** Objective **
Count the lines in the records below that contain the string "head". Reply with the number only.
○ ○ ○ ○ ○
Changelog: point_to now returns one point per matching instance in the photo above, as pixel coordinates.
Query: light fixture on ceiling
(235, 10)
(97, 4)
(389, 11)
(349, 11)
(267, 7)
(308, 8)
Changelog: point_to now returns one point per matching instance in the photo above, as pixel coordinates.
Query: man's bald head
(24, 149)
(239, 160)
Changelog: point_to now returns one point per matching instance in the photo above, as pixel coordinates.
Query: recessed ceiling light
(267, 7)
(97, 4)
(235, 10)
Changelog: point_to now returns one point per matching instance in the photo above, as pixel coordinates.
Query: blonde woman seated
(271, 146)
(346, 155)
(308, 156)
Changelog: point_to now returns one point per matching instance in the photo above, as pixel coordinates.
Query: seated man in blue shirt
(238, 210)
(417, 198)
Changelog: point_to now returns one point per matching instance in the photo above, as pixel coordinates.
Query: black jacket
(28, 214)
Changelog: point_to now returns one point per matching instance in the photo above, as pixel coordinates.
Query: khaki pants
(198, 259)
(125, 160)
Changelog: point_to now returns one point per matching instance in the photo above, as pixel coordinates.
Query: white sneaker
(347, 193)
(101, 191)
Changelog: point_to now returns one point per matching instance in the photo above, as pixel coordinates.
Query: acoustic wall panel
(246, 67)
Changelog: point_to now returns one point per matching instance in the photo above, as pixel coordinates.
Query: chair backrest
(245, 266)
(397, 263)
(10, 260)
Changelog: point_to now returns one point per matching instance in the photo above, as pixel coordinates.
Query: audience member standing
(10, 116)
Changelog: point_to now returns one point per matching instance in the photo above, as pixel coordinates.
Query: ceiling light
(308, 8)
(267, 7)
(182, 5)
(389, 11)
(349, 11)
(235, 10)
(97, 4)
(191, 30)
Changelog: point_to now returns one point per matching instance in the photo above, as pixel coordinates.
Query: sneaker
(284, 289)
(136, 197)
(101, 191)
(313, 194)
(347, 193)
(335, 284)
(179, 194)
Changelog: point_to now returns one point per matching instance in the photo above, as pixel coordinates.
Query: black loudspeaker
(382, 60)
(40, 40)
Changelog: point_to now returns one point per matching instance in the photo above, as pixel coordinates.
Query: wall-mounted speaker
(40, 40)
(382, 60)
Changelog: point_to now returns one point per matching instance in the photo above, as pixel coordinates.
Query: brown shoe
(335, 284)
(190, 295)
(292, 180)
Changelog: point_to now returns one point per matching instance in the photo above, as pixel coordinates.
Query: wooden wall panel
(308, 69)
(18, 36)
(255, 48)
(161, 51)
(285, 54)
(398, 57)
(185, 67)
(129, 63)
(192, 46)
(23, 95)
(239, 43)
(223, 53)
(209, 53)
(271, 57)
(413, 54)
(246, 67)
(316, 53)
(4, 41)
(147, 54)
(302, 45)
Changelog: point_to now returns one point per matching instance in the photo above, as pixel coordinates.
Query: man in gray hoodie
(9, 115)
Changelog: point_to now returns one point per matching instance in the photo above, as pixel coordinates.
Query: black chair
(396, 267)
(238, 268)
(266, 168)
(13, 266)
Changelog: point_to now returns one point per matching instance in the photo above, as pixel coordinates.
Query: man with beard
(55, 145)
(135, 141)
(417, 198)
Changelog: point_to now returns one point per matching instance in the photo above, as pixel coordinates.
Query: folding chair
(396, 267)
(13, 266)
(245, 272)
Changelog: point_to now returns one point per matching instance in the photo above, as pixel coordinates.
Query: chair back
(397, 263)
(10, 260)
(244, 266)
○ ○ ○ ○ ○
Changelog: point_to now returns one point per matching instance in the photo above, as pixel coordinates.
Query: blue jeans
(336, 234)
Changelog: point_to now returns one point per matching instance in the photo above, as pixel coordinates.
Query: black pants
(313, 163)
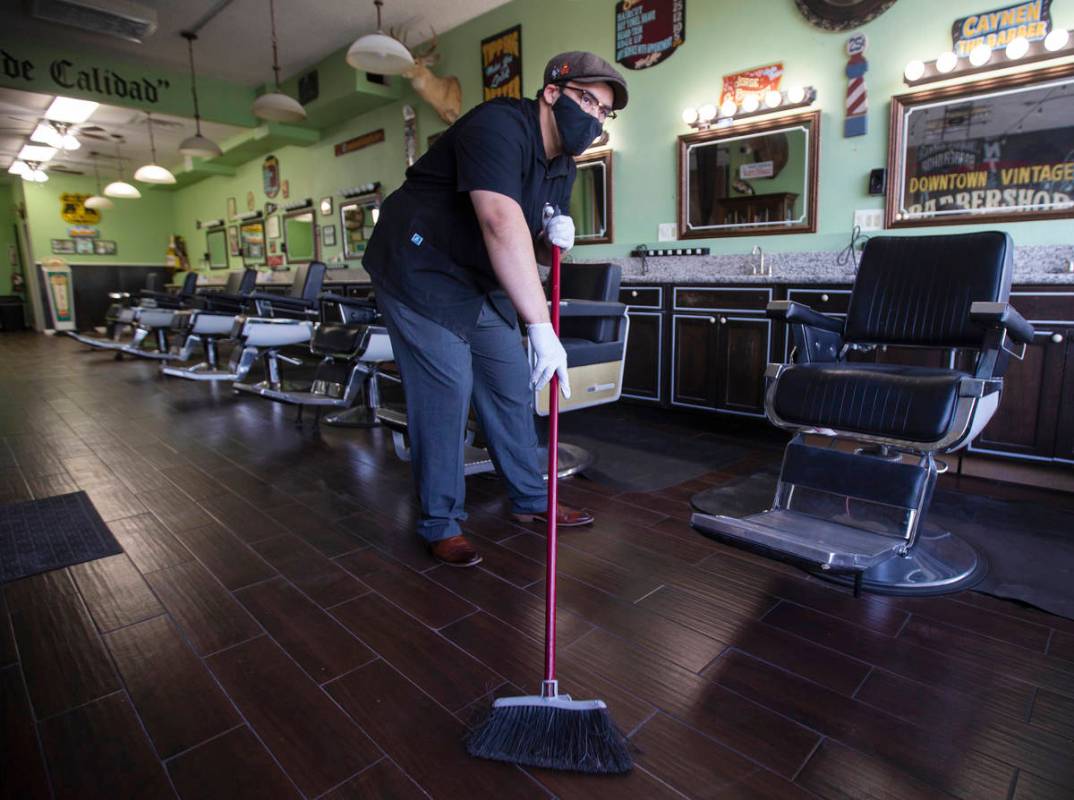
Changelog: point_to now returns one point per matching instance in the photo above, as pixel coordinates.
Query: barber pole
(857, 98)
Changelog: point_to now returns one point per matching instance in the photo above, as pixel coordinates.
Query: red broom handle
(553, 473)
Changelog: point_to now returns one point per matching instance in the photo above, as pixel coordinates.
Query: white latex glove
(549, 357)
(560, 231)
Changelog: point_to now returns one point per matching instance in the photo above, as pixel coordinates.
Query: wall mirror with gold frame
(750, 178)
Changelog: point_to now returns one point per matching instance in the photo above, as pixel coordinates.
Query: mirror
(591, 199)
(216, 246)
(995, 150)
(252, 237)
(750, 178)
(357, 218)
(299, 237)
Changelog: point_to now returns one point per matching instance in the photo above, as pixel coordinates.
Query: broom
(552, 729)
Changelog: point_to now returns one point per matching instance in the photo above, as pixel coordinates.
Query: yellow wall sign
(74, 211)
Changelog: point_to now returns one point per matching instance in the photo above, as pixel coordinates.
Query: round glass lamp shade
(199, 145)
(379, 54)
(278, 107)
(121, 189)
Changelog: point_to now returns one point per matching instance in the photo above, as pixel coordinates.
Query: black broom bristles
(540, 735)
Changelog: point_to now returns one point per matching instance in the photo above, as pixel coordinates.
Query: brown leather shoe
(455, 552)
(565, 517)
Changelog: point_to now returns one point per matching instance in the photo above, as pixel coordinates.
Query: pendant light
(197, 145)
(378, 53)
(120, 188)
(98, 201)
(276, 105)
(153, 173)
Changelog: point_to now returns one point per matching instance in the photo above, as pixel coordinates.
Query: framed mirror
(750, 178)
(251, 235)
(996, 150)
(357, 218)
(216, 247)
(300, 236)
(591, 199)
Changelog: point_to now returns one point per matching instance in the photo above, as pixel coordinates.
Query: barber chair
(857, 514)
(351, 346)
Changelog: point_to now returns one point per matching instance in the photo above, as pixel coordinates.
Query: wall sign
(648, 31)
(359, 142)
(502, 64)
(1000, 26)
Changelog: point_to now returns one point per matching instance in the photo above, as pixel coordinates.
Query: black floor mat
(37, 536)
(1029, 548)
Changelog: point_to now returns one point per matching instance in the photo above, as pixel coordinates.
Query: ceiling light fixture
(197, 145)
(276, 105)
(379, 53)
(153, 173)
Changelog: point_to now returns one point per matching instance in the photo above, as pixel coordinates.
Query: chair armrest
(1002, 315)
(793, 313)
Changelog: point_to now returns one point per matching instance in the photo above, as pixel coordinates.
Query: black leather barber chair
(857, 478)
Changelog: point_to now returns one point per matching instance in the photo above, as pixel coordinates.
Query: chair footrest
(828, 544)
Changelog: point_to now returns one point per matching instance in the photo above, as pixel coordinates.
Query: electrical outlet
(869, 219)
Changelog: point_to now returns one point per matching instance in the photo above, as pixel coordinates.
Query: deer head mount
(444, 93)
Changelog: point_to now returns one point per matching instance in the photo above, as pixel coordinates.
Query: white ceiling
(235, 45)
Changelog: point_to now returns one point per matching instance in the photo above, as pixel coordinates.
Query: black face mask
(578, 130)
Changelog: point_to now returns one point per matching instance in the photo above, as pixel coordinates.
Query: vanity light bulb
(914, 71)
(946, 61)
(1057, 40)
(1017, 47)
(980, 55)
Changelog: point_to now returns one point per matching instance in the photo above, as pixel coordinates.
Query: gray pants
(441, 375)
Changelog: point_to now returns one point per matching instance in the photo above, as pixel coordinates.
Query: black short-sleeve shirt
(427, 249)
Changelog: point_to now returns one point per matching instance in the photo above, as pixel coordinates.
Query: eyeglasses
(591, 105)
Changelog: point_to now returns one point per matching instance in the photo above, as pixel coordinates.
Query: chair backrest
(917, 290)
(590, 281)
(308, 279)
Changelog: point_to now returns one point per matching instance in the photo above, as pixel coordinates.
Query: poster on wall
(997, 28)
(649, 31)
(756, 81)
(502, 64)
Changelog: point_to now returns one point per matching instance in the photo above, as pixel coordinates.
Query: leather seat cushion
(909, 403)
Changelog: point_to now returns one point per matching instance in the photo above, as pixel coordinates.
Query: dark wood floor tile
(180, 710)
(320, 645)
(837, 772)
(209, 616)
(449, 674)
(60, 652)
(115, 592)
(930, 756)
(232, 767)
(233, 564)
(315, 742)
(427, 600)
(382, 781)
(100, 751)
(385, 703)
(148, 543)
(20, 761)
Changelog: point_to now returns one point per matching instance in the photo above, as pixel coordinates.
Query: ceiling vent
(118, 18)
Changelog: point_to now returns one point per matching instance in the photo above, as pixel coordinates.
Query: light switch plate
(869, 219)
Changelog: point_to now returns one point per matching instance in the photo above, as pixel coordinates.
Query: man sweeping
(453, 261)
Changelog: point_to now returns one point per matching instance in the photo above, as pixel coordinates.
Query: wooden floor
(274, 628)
○ ○ ○ ○ ○
** Response to this task **
2